**Instructions**
a) According to the passage on Carpenter v. United States, how many cell site location points did law enforcement seize without a warrant?
b) State how many lines of the rows contain the string "covered". Reply with the number alone.

**Given passage**

.....

The Supreme Court ruled, at the end of June, that seizing cell-site location information—data that tracks cell phone users’ movements—constitutes a search under the Fourth Amendment. Speaking for a 5-4 majority in Carpenter v. United States, Chief Justice Roberts addressed questions surrounding law enforcement’s warrantless seizure of over 12,000 cell site location points pinged by the defendant’s phone, which allowed for nearly minute-by-minute tracking of his past movements. At the time, police needed only to prove that the data was reasonably relevant to their investigations.  In its opinion the Court will now require that a warrant be obtained with a showing of probable cause – a higher burden of proof than previously required –, and an individualized suspicion that the data’s owner committed a crime in order to access cell-site records.

The case rests at the intersection of two doctrines, both reliant on the limitation of Fourth Amendment protections to areas with a “reasonable expectation of privacy.”

First, people have no reasonable expectation of privacy in their public movements. This is to say that, if an officer observes someone walking down the street, that observation alone does not constitute a search. But, while Carpenter’s movements—as indicated by his cell location data—were public, and could have been observed by anyone who cared to look, the shear ease with which law enforcement could observe him posed problems for the Court. While logistical and budgetary constraints necessarily limit government observation by sight, these constraints don not exist with the collection of cell site data.

.....

**Rows**
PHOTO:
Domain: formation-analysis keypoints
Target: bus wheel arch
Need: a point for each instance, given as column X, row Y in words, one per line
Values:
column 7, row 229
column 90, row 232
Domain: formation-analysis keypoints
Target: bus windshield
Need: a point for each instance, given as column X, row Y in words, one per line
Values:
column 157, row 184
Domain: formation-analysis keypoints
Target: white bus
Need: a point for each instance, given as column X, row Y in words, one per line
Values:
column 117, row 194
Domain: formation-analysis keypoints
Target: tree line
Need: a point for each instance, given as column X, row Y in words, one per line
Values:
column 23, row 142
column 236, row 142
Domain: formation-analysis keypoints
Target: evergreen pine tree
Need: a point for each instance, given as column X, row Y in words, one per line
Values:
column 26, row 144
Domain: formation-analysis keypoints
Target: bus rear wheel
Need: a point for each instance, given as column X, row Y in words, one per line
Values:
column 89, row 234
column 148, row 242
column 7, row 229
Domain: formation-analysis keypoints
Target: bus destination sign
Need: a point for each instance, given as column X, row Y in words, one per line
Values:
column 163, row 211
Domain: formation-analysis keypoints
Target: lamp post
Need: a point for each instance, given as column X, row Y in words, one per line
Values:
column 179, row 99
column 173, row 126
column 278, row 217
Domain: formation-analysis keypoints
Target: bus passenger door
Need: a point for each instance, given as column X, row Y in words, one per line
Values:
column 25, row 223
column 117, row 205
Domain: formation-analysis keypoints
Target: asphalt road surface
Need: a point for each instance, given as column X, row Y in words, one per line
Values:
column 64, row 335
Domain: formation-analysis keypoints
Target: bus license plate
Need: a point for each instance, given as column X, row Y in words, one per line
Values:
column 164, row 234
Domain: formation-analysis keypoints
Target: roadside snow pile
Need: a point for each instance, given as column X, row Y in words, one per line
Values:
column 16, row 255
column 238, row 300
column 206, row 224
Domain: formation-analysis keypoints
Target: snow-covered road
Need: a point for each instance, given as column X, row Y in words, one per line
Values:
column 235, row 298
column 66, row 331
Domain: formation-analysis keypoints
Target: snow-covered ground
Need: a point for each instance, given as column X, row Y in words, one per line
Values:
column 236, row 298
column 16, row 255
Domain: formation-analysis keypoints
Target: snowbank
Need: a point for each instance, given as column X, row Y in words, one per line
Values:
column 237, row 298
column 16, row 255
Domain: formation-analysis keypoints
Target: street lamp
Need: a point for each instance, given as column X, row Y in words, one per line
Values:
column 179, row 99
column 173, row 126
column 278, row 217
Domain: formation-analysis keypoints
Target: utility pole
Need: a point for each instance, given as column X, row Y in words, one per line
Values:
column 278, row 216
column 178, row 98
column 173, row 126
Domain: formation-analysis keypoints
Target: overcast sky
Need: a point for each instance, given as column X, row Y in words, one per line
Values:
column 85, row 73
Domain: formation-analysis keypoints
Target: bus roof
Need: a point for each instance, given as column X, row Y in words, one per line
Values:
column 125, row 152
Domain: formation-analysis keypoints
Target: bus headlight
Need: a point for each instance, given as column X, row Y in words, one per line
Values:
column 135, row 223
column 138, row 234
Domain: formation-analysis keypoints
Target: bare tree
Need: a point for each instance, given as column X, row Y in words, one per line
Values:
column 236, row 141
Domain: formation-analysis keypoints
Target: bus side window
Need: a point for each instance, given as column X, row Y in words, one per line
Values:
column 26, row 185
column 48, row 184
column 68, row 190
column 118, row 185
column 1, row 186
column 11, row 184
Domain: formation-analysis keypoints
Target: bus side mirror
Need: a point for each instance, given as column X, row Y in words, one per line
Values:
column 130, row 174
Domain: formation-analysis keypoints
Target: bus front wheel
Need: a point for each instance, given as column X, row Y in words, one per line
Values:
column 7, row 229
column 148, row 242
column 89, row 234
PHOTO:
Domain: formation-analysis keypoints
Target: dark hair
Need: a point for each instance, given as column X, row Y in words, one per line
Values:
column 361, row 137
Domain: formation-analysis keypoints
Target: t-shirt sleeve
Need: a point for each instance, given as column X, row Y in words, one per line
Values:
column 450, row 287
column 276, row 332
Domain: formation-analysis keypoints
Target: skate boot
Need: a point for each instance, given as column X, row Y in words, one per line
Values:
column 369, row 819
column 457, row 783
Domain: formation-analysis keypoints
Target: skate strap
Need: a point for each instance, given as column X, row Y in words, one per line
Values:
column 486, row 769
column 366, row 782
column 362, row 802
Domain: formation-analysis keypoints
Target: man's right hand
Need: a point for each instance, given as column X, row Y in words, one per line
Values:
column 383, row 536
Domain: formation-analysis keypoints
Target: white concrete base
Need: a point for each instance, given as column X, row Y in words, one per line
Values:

.....

**Task-by-task solutions**
a) Over 12,000.

b) 2